§ **LIST OF TASKS**
- A) In the text on executive power and the election, which two Supreme Court candidates satisfied Dick Cheney?
- B) Return, word for word, the part of the executive power text that opens with the words containing "The New York" and closes with "with Sam Alito.".

§ **SELECTED EXCERPT**
━━━━━━━━
Executive Power and the Election


The New York Review of Books asked a number of its high profile contributors for their take on the upcoming election (Spoiler Alert: They're all in favor of Barack Obama). Gary Wills made a particularly strong case for why the Republicans should lose:

When Dick Cheney was vetting the last two candidates for the [Supreme] Court, he did not really care about their views on abortion. He concentrated on their attitude toward the many executive usurpations of the Bush administration, and he was satisfied on this account with John Roberts and with Sam Alito.

When Charles Gibson was questioning Governor Palin, he should not have asked about the Bush Doctrine (a wavering concept, and touching only one matter, war). He should have asked for her views on the unitary executive—the question Cheney asked the Court nominees. That is what matters most to the Bush people. It affects all the executive usurpations of the last seven years—not only the right of the president to wage undeclared wars, but his right to create military courts, to authorize extraordinary renditions, secret prisons, more severely coercive interrogation, trials with undisclosed evidence, domestic surveillance, and the overriding of congressional oversight in every aspect of government from energy policy to health services.
━━━━━━━━
§ **DATASET CONTENT**

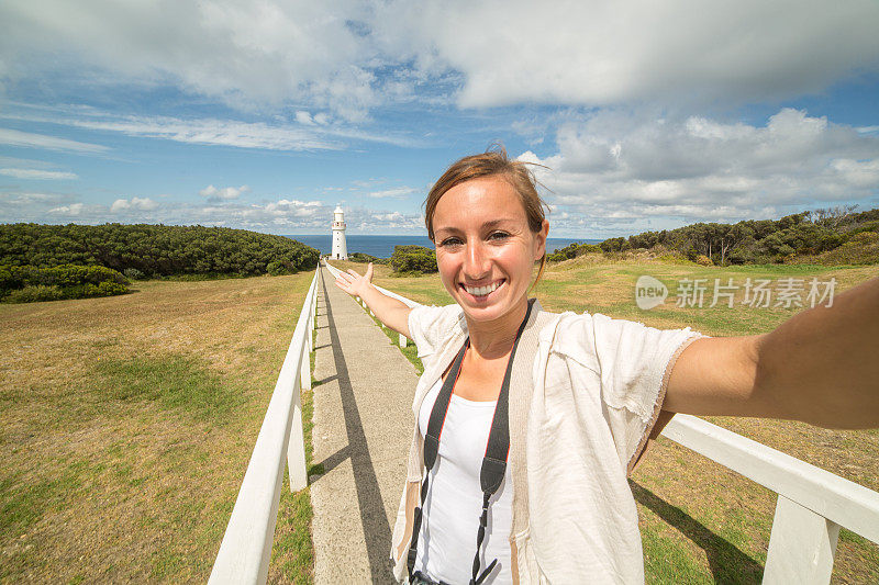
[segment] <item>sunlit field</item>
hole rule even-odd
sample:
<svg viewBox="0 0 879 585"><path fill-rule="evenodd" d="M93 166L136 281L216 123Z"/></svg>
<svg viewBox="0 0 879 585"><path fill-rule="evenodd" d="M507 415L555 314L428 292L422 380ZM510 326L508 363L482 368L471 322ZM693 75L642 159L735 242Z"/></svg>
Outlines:
<svg viewBox="0 0 879 585"><path fill-rule="evenodd" d="M0 305L0 581L205 582L312 274ZM307 583L283 494L269 577Z"/></svg>
<svg viewBox="0 0 879 585"><path fill-rule="evenodd" d="M365 265L334 262L363 273ZM814 277L836 279L839 292L879 273L877 267L816 266L700 267L692 263L610 260L601 255L548 267L532 292L544 308L602 313L659 328L690 326L705 335L735 336L771 330L801 308L753 307L742 304L750 278L770 280ZM649 274L669 289L664 305L642 311L635 303L635 281ZM699 306L675 303L682 279L708 279L709 293ZM725 302L709 307L714 279L742 286L733 308ZM396 278L375 266L374 281L426 304L448 304L452 297L436 274ZM805 293L802 295L805 301ZM775 302L770 303L774 304ZM808 304L806 304L808 306ZM828 389L832 391L832 389ZM879 491L879 430L830 430L802 423L709 417L708 420L779 449L803 461ZM759 583L769 544L776 494L688 449L660 438L631 480L638 503L648 583ZM845 529L836 549L833 583L879 582L879 548Z"/></svg>

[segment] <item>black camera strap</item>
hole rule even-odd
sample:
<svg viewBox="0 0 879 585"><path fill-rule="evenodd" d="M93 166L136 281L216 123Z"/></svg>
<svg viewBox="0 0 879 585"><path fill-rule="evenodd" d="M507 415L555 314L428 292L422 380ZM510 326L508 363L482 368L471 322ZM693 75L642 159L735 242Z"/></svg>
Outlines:
<svg viewBox="0 0 879 585"><path fill-rule="evenodd" d="M486 577L494 569L498 560L494 559L491 564L486 567L482 573L479 573L479 552L482 550L482 541L486 538L486 527L488 526L488 509L490 506L491 496L498 491L503 483L503 477L507 474L507 455L510 452L510 419L509 419L509 404L510 404L510 378L513 370L513 358L515 357L515 349L519 346L519 339L522 337L522 331L525 330L525 325L531 316L531 308L534 305L534 299L528 300L527 311L522 325L515 334L513 341L513 349L510 351L510 359L507 362L507 371L503 374L503 382L501 383L501 392L498 395L498 404L494 406L494 416L491 420L491 430L488 436L488 443L486 446L486 454L482 458L482 468L479 473L479 484L482 490L482 514L479 517L479 530L476 537L476 556L474 558L474 572L470 585L480 585ZM418 555L419 533L421 532L421 522L423 516L424 500L427 497L427 482L430 479L431 470L436 463L436 455L439 453L439 438L443 434L443 425L446 420L446 413L448 412L448 404L452 401L452 394L455 389L455 383L460 375L460 364L464 361L464 356L467 353L467 348L470 347L470 338L464 341L464 346L458 351L455 361L452 364L448 375L443 382L439 394L436 396L433 409L431 410L431 418L427 423L427 432L424 435L424 466L427 472L424 474L424 481L421 484L421 506L415 508L414 518L412 521L412 540L409 545L409 556L407 564L409 566L410 583L414 581L415 573L415 558Z"/></svg>

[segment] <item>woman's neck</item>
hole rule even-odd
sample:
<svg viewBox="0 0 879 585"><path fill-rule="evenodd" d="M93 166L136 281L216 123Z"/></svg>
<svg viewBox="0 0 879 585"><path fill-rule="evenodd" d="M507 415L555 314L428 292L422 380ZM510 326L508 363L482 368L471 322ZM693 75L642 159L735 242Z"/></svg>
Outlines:
<svg viewBox="0 0 879 585"><path fill-rule="evenodd" d="M507 356L513 348L515 334L525 318L527 307L527 297L523 296L512 311L494 320L482 323L467 318L472 351L486 360Z"/></svg>

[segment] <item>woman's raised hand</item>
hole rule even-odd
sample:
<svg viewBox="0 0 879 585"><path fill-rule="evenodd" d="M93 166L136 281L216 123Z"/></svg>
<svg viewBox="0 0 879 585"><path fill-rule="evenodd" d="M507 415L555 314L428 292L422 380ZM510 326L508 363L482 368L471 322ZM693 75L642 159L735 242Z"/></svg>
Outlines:
<svg viewBox="0 0 879 585"><path fill-rule="evenodd" d="M340 272L336 277L336 286L351 294L352 296L363 296L364 292L372 282L372 262L366 267L364 275L358 274L354 269L347 272Z"/></svg>

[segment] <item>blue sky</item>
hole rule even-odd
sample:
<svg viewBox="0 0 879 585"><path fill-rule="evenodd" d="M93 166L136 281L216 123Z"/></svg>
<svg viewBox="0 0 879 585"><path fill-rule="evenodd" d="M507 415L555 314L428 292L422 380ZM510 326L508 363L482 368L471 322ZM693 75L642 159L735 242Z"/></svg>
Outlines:
<svg viewBox="0 0 879 585"><path fill-rule="evenodd" d="M879 206L879 3L13 0L0 222L423 235L502 142L550 236Z"/></svg>

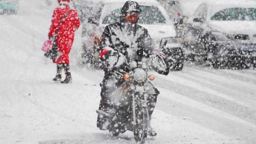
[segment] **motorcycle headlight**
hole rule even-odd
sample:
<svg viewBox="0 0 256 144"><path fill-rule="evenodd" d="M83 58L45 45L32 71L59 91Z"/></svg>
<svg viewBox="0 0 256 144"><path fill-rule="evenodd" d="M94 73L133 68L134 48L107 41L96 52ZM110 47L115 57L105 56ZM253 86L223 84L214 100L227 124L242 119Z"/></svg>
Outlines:
<svg viewBox="0 0 256 144"><path fill-rule="evenodd" d="M141 68L138 68L134 71L133 75L134 79L138 82L144 81L146 78L146 73L145 71Z"/></svg>

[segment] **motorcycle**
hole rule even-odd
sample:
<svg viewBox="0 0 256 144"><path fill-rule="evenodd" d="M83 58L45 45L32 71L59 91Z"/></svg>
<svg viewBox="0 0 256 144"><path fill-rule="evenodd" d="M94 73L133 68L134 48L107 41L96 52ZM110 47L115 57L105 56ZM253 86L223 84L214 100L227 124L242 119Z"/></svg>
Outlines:
<svg viewBox="0 0 256 144"><path fill-rule="evenodd" d="M163 40L160 48L167 43L167 40ZM96 111L98 114L97 127L100 127L99 122L103 121L104 117L108 117L109 127L101 129L108 129L111 135L116 136L127 130L131 131L136 143L143 144L146 139L149 124L146 100L151 87L147 79L153 81L155 76L148 75L146 62L132 61L127 65L129 72L114 73L115 74L122 75L124 80L118 90L113 92L113 108L108 112L100 109ZM100 108L103 107L101 101Z"/></svg>
<svg viewBox="0 0 256 144"><path fill-rule="evenodd" d="M149 125L146 100L147 92L150 88L148 86L149 82L146 79L153 81L154 76L148 75L145 62L133 61L130 67L130 72L123 75L126 81L115 93L111 112L106 113L100 110L96 112L100 118L110 118L108 130L111 135L118 136L127 130L133 131L136 142L143 144L146 139Z"/></svg>

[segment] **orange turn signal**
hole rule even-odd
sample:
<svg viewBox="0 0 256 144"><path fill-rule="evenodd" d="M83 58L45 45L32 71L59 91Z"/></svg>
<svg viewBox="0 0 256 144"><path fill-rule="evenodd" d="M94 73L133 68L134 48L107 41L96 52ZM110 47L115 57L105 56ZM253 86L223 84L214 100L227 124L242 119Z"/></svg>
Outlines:
<svg viewBox="0 0 256 144"><path fill-rule="evenodd" d="M127 80L129 79L129 78L130 78L130 75L128 73L125 73L124 74L123 77L124 79Z"/></svg>
<svg viewBox="0 0 256 144"><path fill-rule="evenodd" d="M153 74L150 74L149 76L149 79L150 81L154 81L155 79L155 76Z"/></svg>

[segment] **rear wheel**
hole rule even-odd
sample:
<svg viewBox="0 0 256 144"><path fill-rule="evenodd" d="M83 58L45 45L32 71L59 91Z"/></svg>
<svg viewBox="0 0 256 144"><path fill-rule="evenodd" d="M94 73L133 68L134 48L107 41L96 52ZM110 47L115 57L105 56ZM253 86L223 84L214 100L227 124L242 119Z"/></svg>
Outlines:
<svg viewBox="0 0 256 144"><path fill-rule="evenodd" d="M136 111L136 125L133 134L136 143L143 144L148 136L149 115L147 107L138 107Z"/></svg>

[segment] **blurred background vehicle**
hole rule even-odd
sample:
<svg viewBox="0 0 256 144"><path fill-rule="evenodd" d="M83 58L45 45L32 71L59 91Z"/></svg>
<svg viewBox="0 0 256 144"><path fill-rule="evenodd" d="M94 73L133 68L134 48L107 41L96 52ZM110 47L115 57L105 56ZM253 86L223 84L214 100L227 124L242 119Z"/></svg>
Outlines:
━━━━━━━━
§ **SOLVED TASKS**
- A) John Roberts and Sam Alito.

- B)
The New York Review of Books asked a number of its high profile contributors for their take on the upcoming election (Spoiler Alert: They're all in favor of Barack Obama). Gary Wills made a particularly strong case for why the Republicans should lose:

When Dick Cheney was vetting the last two candidates for the [Supreme] Court, he did not really care about their views on abortion. He concentrated on their attitude toward the many executive usurpations of the Bush administration, and he was satisfied on this account with John Roberts and with Sam Alito.